[What is being asked] State how many lines in the items below contain the string "window", matching case exactly, and give only that number.

[Dataset entries]

++++++

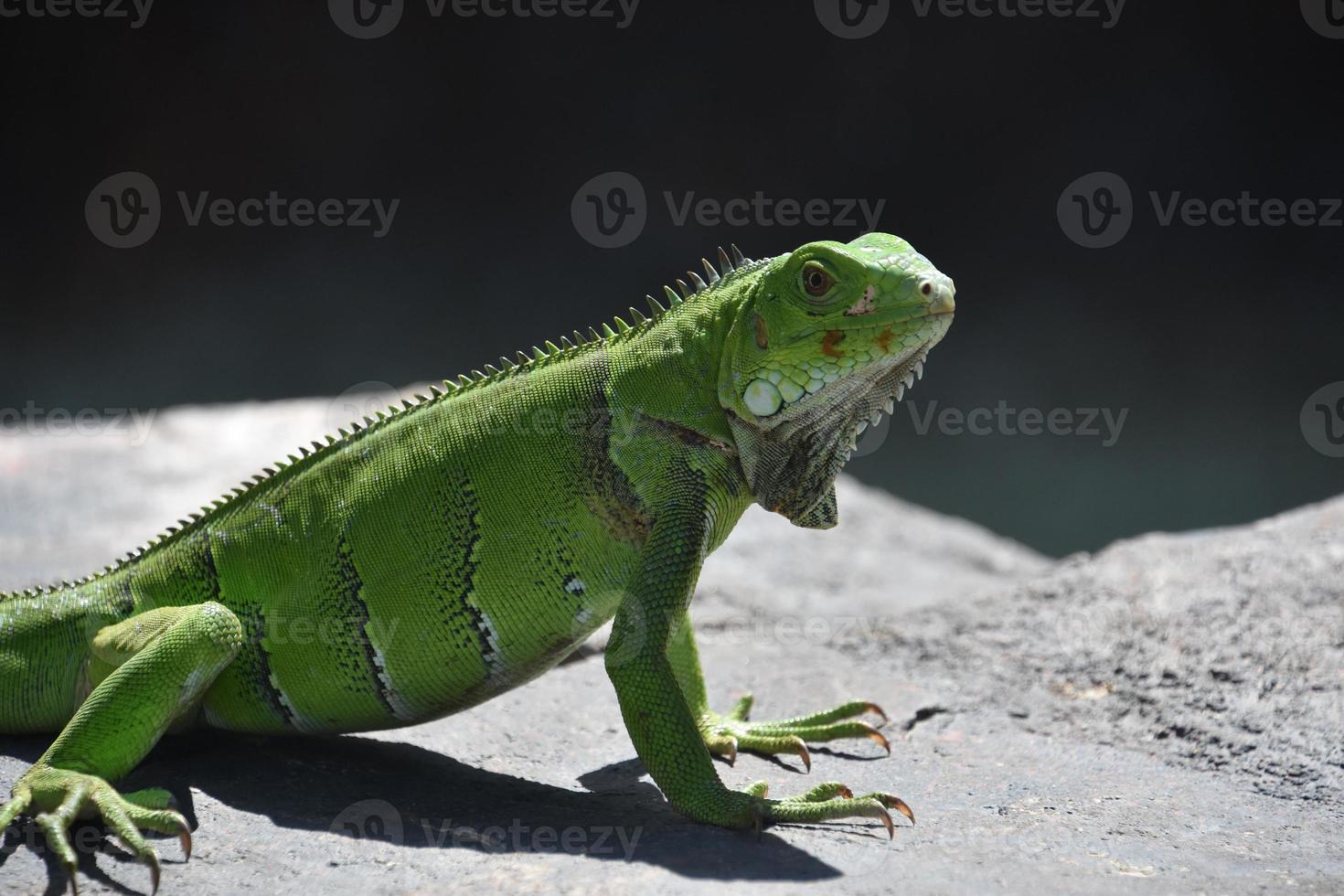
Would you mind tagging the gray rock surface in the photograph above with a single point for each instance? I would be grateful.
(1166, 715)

++++++

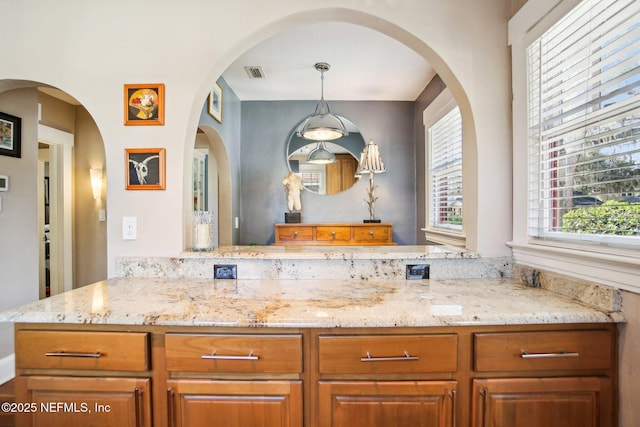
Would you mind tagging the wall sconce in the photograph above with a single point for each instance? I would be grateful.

++++++

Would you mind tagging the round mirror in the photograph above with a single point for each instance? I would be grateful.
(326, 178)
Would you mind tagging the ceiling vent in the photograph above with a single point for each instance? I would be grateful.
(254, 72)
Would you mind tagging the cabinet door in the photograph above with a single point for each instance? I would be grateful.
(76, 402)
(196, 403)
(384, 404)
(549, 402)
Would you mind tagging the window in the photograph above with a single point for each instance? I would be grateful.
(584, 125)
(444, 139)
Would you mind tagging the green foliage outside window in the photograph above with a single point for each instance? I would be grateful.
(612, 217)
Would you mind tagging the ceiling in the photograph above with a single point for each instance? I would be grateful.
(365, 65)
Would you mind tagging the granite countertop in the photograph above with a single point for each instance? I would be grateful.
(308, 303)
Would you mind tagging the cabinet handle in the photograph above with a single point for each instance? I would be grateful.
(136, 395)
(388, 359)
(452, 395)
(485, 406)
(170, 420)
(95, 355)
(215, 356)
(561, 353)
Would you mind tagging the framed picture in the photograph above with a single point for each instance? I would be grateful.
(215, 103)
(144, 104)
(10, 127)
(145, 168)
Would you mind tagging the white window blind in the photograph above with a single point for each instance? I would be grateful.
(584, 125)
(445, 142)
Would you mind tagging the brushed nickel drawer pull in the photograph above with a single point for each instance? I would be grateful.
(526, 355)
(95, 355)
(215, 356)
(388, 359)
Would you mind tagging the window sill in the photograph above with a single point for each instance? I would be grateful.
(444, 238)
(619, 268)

++++++

[Expected output] 4